**Passage**
┌────────

Tom Jacob focuses his law practice on catastrophic personal injury and medical malpractice, with specific attention to lawsuits under the Federal Tort Claims Act (FTCA). Under the FTCA, his clients can hold the U.S. government accountable for personal injuries caused by agencies like the VA, the military branches, U.S. Postal Service, Department of Health and Human Services, and others.

He was a lead trial attorney in the landmark $230m verdict against the United States brought on behalf of victims in a mass shooting that took place in Sutherland Springs, TX.

Mr. Jacob graduated first in his class at Baylor Law School. While there, he served as Editor-in-Chief of the Baylor Law Review. He also won the “Top Gun” Competition, a five-day, single-elimination one-on-one trial competition. He has numerous other advocacy awards at Baylor, including induction into the Order of the Barristers, and multiple championship and finalist finishes at large national mock trial competitions (AAJ, Nat’l Trial Advocacy Competition, and Nat’l Ethics Trial Advocacy Competition).

└────────

Point localization listing:

┌────────

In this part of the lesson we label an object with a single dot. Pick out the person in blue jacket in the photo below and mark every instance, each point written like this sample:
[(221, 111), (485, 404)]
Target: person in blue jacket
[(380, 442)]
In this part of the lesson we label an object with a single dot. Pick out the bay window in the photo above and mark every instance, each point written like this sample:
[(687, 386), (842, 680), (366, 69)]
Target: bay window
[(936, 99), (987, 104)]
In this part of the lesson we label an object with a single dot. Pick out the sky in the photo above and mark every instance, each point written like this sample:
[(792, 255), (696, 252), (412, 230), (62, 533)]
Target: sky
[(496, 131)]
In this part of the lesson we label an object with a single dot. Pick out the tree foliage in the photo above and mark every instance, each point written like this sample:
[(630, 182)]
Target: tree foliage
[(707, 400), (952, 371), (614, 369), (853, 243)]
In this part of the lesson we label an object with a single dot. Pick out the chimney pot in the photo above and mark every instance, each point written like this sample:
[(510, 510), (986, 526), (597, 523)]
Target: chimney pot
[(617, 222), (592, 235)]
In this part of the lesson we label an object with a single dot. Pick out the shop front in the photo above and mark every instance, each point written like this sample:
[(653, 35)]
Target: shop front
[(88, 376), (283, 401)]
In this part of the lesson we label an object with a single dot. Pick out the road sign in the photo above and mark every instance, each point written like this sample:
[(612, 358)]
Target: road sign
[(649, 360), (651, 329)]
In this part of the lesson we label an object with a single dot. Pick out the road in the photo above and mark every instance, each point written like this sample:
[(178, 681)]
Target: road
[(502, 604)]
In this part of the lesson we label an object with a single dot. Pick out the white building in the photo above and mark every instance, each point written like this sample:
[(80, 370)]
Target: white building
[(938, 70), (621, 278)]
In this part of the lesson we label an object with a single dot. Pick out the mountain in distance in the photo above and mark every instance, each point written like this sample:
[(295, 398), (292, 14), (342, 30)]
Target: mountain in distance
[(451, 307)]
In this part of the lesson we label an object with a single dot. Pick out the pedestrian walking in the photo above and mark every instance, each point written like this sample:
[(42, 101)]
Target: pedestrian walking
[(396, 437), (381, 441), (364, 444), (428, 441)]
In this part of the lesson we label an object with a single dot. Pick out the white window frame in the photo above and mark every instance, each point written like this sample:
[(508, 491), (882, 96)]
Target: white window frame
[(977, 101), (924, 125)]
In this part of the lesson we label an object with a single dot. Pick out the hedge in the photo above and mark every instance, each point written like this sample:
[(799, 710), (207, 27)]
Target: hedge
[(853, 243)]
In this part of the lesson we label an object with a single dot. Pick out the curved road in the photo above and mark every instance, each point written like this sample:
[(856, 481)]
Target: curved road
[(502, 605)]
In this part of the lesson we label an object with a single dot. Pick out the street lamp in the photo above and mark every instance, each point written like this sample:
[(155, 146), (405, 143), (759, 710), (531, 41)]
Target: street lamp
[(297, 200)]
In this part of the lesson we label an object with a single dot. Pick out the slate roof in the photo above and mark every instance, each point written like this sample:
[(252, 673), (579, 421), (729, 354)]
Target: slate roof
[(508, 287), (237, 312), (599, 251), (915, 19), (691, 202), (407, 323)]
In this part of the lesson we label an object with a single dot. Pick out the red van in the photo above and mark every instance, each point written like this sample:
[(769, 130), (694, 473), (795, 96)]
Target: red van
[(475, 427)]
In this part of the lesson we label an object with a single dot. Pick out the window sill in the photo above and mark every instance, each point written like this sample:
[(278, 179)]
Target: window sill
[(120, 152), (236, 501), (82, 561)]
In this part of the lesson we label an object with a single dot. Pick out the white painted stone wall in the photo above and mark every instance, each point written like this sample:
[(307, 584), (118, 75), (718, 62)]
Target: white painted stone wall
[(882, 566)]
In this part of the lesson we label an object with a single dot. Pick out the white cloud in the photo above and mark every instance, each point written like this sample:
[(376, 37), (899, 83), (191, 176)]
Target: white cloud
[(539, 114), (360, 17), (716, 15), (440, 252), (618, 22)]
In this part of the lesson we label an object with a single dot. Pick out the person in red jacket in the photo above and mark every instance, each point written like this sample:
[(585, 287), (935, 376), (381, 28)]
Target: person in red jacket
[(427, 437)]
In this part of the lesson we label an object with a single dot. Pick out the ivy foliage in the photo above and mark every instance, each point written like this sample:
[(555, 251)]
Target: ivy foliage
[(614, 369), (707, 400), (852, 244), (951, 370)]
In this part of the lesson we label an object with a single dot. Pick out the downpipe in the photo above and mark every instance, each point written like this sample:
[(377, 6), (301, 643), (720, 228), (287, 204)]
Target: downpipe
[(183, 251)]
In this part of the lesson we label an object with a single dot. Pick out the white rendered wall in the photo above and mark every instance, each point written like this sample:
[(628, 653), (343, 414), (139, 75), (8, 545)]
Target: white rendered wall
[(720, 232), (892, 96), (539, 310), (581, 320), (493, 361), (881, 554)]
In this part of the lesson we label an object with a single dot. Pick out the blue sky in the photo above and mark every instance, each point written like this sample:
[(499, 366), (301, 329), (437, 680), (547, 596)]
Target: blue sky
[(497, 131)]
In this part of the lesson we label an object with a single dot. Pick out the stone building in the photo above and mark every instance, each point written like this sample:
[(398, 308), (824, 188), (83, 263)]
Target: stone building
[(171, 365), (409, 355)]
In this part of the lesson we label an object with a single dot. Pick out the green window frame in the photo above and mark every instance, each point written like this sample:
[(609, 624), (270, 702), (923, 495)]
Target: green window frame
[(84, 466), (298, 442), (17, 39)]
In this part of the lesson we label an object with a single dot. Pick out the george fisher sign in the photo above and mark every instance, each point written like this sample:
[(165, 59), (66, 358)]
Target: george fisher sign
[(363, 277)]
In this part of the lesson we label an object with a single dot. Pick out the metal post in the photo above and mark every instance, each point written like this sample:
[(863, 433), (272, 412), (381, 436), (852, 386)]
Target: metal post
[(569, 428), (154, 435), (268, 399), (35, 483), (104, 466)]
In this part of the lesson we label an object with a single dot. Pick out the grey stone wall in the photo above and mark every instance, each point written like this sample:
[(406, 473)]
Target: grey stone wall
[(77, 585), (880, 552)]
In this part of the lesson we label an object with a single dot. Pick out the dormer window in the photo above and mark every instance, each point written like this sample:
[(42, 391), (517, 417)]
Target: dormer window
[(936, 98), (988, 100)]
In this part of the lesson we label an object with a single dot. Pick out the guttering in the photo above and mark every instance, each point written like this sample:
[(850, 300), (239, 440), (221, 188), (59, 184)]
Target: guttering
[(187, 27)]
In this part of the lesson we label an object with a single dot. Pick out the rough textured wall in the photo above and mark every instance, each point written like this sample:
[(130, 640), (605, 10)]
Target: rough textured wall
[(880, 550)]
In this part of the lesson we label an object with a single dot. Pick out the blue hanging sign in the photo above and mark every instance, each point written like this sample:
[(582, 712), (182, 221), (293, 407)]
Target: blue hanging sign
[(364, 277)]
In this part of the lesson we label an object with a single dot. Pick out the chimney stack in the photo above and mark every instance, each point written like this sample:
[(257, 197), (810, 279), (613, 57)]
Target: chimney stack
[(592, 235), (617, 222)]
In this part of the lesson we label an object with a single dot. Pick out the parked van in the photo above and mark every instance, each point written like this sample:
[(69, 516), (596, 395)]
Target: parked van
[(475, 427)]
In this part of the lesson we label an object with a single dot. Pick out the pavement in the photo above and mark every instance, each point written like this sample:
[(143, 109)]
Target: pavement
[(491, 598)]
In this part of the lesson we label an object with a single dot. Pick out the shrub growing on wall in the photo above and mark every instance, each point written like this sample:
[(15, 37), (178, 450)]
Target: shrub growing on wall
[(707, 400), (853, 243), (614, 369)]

└────────

**Set of tasks**
1. Rewrite the attorney profile text, everything from "He was a lead" down to "Sutherland Springs, TX.", changing "landmark" to "historic".
2. Write what comes next in the attorney profile, picking up after its final sentence.

**Response list**
1.
He was a lead trial attorney in the historic $230m verdict against the United States brought on behalf of victims in a mass shooting that took place in Sutherland Springs, TX.

2.
After law school, he clerked on the Fifth Circuit Court of Appeals. Since then, he’s practice personal injury and medical malpractice on behalf of Plaintiffs. He’s presented to various organizations on these topics, including AAJ, Inns of Court, TTLA, and various state bar associations. He’s published in multiple areas, including most recently in the Texas Tech Law Review on medical malpractice.